**Study text:**
· · · ·
Health care access, Medicaid expansion remain at center of Gold Dome debate over Georgia hospital rules

The gold dome of the Georgia Capitol gleams in the sun, Aug. 27, 2022, in front of the skyline of downtown Atlanta. Some U.S. urban areas gained population. But it’s not because of a sudden flood of moving trucks into Atlanta, New Orleans and San Francisco. According to a Federal Register notice published Tuesday, Sept. 12, 2023, it's because the U.S. Census Bureau corrected errors made in the estimates of population urban areas that were released in December 2022. (AP Photo/Steve Helber, File)

Atlanta could be on track to get a new teaching hospital run by Morehouse School of Medicine. It’s an idea being floated as part of legislation that would scale back Georgia’s hospital regulations known as certificate of need.

A new full-service hospital would increase access to health care in the city, more than a year after Wellstar closed its Old Fourth Ward Atlanta Medical Center campus. AMC’s 2022 closure left Grady Memorial Hospital as the Atlanta metro area’s only remaining Level 1 Trauma Center.

House Bill 1339 would ease the decades-old certificate-of-need restrictions governing where health systems can build and expand across the state. It would also increase the tax credit limit for contributions to rural hospitals.
· · · ·
**Source material:**
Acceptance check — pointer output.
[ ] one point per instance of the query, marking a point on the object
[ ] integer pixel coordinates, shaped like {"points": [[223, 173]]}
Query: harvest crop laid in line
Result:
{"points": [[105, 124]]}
· · · ·
**Work task 1:** Please list every city named in the article on Georgia hospital rules.
**Work task 2:** Quote the stretch of the article on Georgia hospital rules from "House Bill 1339" through "to rural hospitals.".

**Answer 1:** Atlanta, New Orleans, San Francisco

**Answer 2:**
House Bill 1339 would ease the decades-old certificate-of-need restrictions governing where health systems can build and expand across the state. It would also increase the tax credit limit for contributions to rural hospitals.